Requirement: Beginning at the first line of the data and stopping after the line that contains "pixel 305 211", can you put each line into a JSON list of strings, one string per line, with any blank lines left out?

Input:
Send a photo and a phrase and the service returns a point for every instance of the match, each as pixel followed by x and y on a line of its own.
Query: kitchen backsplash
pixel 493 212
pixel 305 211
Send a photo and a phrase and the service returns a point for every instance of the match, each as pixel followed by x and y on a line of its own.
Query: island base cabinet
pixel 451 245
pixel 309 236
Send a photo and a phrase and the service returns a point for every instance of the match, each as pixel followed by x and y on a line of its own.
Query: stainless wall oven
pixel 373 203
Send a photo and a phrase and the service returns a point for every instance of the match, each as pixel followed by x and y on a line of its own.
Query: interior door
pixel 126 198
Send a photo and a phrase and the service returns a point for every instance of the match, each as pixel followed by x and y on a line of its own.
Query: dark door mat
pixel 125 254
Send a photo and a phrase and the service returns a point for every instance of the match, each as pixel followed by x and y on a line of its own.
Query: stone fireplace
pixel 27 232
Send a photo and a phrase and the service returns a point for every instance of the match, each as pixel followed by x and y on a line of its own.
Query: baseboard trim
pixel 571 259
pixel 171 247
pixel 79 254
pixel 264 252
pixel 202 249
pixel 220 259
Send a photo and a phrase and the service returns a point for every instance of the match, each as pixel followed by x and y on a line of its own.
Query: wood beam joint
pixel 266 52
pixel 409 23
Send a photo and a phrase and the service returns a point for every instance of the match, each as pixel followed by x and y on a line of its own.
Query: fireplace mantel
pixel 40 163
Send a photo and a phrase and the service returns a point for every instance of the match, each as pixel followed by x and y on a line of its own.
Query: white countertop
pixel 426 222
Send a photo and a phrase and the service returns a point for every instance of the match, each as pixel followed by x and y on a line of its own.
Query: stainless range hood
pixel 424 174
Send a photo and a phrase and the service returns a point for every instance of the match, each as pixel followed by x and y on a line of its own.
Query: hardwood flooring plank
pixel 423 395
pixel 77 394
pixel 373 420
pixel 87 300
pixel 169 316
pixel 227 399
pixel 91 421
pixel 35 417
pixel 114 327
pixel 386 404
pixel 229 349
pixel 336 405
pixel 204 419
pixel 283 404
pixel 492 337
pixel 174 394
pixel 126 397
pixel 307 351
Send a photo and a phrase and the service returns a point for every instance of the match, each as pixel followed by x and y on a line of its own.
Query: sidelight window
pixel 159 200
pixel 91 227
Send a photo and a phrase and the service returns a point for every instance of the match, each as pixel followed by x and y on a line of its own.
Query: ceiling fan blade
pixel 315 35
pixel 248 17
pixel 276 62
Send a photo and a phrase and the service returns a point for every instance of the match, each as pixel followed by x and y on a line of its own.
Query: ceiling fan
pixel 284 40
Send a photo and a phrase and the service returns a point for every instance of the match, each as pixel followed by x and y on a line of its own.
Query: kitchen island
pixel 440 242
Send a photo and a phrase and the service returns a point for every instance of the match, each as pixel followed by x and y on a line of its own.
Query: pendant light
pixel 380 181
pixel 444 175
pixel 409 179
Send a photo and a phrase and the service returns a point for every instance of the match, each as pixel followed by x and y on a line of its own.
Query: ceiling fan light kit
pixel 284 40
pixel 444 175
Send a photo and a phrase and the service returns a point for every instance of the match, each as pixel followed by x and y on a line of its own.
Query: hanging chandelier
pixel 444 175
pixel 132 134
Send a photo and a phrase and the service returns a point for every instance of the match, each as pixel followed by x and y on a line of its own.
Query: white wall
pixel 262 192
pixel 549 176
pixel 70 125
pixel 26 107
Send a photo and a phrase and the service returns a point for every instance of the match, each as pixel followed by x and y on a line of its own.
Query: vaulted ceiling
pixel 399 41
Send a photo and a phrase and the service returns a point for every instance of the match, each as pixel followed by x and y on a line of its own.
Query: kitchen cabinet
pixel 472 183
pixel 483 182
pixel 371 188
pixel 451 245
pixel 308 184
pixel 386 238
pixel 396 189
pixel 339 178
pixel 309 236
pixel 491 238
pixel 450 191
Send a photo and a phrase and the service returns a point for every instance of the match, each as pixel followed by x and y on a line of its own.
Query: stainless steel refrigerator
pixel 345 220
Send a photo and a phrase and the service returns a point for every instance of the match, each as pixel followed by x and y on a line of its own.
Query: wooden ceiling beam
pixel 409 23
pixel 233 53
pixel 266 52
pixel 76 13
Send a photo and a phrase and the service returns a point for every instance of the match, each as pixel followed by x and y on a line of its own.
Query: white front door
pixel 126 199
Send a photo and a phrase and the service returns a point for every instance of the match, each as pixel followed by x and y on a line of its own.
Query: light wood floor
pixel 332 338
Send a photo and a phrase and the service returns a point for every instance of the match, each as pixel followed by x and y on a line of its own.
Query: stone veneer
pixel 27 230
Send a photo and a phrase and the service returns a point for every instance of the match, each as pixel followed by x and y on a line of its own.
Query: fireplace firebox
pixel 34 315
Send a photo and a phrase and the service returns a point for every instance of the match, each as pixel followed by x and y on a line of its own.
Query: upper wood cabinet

Exercise output:
[
  "Send a photo and a phrase and the service returns a point for every instance of the match, each as pixel followed by x and y on a line of its own.",
  "Query: kitchen backsplash",
  "pixel 493 212",
  "pixel 305 211"
]